MATERIAL FOR THE TASK Start Marker

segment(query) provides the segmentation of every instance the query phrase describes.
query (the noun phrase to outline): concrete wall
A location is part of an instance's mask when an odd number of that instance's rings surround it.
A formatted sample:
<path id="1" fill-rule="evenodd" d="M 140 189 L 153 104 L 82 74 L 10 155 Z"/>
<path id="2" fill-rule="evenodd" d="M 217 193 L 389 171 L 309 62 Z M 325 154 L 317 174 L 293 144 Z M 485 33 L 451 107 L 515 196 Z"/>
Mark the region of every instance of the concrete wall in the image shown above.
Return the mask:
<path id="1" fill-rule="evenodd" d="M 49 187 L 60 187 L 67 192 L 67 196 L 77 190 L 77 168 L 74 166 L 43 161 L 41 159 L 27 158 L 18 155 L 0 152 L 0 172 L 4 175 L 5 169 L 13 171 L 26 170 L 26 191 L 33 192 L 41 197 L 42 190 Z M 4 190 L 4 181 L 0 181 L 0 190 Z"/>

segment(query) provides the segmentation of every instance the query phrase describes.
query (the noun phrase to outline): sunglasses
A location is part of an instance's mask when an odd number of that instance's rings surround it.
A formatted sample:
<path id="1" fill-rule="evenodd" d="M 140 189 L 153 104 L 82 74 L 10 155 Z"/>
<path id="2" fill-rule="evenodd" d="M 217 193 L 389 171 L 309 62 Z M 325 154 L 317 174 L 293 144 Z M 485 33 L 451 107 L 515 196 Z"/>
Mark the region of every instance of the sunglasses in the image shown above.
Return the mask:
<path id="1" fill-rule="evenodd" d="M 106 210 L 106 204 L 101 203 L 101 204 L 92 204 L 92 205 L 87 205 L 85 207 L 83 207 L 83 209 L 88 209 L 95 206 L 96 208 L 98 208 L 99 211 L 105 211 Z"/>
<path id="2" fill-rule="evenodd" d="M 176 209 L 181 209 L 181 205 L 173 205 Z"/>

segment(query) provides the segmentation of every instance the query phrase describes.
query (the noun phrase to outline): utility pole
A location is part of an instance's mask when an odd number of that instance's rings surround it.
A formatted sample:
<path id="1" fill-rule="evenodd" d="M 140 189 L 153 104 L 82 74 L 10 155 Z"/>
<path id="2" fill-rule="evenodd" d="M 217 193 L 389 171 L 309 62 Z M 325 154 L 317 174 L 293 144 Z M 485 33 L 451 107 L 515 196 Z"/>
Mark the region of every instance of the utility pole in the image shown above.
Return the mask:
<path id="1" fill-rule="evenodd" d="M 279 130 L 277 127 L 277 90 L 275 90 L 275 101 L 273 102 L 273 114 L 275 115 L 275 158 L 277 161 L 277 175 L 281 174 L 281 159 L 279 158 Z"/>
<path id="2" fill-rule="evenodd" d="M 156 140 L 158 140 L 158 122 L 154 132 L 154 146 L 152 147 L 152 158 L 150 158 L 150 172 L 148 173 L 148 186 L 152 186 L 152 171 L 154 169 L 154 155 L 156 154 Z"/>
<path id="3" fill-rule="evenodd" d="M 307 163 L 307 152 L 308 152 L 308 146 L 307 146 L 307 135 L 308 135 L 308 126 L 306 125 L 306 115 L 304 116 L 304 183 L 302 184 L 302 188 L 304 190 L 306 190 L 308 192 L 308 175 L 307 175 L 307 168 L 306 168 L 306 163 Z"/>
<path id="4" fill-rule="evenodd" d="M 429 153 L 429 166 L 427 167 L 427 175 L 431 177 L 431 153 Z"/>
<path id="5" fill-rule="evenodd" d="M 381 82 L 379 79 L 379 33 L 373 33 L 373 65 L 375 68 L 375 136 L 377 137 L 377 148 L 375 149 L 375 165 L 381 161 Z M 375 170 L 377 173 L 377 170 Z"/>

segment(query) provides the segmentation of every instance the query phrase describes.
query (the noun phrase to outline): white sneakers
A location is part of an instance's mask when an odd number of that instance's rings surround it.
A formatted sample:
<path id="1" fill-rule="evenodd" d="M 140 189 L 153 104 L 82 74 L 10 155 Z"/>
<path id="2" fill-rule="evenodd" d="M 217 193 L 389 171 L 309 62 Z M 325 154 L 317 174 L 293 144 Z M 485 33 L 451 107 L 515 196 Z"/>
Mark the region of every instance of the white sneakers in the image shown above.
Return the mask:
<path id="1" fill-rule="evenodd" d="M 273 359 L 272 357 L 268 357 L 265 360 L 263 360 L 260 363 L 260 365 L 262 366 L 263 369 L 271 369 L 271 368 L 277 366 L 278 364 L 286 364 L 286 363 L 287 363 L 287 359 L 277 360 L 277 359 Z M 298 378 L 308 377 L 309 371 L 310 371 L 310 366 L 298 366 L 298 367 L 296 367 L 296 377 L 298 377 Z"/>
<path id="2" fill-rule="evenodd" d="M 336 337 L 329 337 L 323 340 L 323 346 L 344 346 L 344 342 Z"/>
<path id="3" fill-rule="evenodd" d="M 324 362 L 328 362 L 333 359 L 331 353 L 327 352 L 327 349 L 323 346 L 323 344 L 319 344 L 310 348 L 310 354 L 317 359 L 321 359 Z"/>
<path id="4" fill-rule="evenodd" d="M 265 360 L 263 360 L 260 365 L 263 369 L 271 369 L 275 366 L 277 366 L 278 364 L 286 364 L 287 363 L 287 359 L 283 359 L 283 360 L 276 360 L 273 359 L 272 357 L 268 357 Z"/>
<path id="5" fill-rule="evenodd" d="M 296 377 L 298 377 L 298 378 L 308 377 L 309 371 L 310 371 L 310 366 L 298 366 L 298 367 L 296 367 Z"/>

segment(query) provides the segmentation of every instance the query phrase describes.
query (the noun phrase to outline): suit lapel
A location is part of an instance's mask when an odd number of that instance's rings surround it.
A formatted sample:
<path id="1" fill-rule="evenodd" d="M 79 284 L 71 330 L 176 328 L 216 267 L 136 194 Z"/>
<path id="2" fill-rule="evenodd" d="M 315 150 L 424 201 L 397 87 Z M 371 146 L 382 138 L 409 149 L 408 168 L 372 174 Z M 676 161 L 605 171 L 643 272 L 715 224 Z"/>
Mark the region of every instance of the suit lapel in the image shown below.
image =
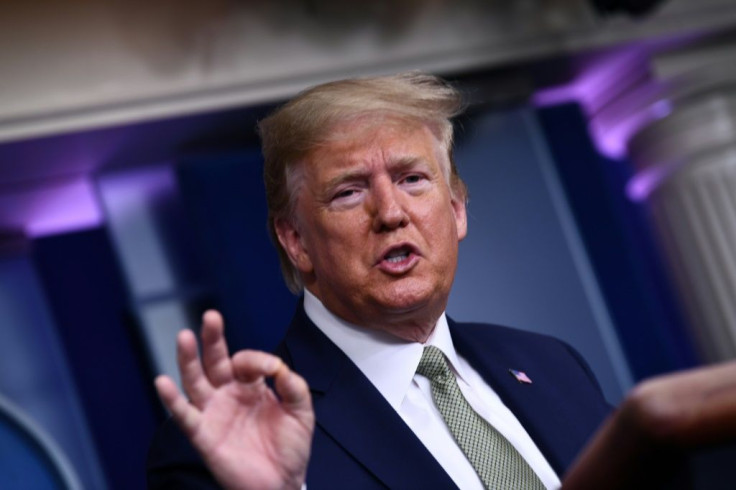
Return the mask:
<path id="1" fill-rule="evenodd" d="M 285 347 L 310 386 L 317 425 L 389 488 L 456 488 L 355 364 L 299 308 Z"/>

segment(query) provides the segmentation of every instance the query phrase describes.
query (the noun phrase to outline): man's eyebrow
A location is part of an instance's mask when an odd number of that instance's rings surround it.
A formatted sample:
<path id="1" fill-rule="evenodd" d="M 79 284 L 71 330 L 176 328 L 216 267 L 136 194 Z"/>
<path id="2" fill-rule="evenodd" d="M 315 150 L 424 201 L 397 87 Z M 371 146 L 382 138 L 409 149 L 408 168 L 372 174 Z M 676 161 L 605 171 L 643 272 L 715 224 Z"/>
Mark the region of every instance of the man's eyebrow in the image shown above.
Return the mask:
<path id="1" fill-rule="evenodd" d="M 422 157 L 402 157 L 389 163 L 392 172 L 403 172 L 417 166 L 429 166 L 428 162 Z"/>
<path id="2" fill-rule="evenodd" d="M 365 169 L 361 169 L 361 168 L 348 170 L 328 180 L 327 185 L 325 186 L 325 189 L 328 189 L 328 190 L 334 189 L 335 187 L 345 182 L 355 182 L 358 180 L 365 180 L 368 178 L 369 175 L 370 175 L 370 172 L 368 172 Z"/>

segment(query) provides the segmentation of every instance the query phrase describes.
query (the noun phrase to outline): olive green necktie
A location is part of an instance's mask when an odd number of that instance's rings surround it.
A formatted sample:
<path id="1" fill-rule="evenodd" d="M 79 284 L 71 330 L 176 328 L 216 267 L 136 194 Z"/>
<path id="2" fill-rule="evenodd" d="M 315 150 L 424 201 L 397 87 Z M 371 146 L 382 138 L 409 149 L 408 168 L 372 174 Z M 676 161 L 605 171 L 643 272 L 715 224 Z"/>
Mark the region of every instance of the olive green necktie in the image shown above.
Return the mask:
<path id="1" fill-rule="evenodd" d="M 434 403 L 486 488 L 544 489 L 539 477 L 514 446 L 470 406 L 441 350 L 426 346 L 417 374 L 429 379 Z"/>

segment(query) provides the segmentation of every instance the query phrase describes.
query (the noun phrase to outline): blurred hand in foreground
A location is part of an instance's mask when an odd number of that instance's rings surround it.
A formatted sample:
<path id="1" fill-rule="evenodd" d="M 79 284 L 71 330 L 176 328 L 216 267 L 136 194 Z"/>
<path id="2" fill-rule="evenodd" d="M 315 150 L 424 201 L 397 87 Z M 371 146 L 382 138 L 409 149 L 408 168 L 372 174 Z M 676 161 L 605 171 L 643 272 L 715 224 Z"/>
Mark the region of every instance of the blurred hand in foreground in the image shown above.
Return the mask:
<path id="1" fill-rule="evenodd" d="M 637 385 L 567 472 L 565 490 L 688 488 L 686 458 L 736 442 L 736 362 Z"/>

MATERIAL FOR THE TASK End Marker
MATERIAL FOR THE TASK Start Marker

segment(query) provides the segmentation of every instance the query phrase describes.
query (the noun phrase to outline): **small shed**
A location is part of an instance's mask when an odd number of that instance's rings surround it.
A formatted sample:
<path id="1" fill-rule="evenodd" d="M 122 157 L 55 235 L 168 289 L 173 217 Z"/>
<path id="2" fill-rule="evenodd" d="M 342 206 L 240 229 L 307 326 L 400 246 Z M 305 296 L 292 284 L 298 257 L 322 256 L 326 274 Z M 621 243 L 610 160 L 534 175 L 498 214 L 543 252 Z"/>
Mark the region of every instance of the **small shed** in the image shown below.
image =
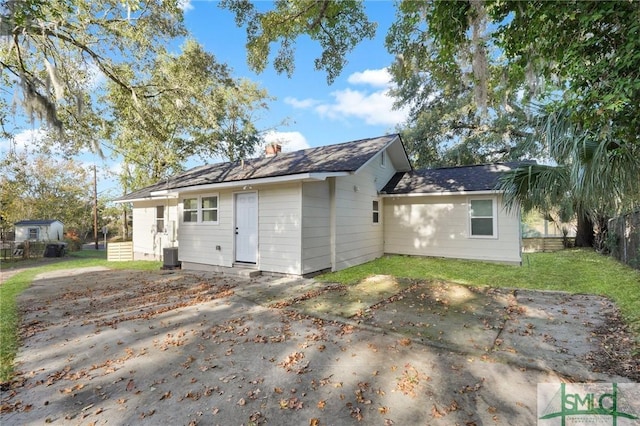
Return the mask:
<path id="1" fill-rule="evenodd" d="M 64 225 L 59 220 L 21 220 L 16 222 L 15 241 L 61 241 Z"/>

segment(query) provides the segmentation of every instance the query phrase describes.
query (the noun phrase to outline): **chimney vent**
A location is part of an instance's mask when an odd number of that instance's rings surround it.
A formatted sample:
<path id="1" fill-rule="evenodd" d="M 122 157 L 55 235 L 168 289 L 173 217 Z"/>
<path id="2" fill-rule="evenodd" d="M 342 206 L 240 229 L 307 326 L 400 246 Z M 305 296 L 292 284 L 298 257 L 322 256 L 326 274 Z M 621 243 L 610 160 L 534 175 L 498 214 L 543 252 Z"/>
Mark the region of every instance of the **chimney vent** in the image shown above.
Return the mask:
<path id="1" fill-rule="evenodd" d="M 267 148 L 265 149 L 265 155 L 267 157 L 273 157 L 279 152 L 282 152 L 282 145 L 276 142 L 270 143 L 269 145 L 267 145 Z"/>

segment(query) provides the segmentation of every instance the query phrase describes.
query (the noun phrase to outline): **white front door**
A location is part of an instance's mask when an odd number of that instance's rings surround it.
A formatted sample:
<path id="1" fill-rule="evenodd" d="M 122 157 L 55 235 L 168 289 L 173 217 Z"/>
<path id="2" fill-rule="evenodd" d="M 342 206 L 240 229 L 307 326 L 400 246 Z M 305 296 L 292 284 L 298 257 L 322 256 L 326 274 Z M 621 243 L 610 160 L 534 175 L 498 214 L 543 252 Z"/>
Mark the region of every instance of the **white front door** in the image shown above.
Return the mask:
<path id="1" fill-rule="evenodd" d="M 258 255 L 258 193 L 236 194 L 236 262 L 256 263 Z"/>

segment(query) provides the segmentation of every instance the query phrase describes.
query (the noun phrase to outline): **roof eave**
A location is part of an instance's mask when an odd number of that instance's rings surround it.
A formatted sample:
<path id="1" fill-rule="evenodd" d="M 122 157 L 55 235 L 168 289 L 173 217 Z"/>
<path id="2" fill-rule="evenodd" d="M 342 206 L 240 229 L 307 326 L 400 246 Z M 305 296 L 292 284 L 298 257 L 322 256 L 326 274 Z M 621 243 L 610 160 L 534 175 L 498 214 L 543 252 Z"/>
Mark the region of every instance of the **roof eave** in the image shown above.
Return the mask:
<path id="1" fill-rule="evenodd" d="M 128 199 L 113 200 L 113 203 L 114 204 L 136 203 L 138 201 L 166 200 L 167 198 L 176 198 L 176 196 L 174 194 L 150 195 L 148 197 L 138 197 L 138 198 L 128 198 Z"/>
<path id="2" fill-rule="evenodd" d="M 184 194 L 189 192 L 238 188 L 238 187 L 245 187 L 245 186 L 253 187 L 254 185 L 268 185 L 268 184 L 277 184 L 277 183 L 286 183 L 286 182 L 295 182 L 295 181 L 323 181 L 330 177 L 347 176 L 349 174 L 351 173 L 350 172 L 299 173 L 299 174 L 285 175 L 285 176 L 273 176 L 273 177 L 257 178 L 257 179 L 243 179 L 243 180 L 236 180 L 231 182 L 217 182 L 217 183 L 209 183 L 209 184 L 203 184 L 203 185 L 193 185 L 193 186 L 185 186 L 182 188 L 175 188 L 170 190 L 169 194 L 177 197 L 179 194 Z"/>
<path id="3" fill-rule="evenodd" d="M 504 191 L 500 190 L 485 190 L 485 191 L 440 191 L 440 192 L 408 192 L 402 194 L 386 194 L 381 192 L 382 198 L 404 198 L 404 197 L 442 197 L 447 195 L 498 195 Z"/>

MATERIAL FOR THE TASK End Marker

# TASK OBJECTIVE
Look above for the line with "query (the noun phrase to outline): **white" and the line with "Mark the region of every instance of the **roof"; transcribe both and all lines in between, exactly, and nothing else.

# EXERCISE SOLUTION
query (the noun phrase to outline): **white front door**
A location is part of an instance's mask when an odd number of that instance's rings surround it.
A formatted sample:
<path id="1" fill-rule="evenodd" d="M 122 157 L 55 235 L 168 289 L 173 217 Z"/>
<path id="2" fill-rule="evenodd" d="M 342 206 L 240 229 L 307 326 L 400 246 Z M 305 296 L 292 284 L 298 257 L 322 256 L 326 274 Z M 621 243 L 610 160 L 534 175 L 498 214 L 543 252 Z"/>
Mark the region of every instance of the **white front door** in the image shown above.
Return the mask:
<path id="1" fill-rule="evenodd" d="M 258 255 L 258 193 L 236 194 L 236 262 L 256 263 Z"/>

segment(query) provides the segmentation of every instance the query phrase describes.
query (the noun phrase to outline): **roof eave**
A location is part of an instance's mask when an odd number of that instance's rings surround it.
A formatted sample:
<path id="1" fill-rule="evenodd" d="M 122 157 L 55 235 L 168 289 L 173 217 Z"/>
<path id="2" fill-rule="evenodd" d="M 342 206 L 240 229 L 307 326 L 400 246 Z M 305 296 L 292 284 L 298 257 L 322 256 L 326 274 Z M 621 243 L 610 160 L 534 175 L 498 214 L 543 252 Z"/>
Mark the region of every instance of the **roof eave** in the image shown above.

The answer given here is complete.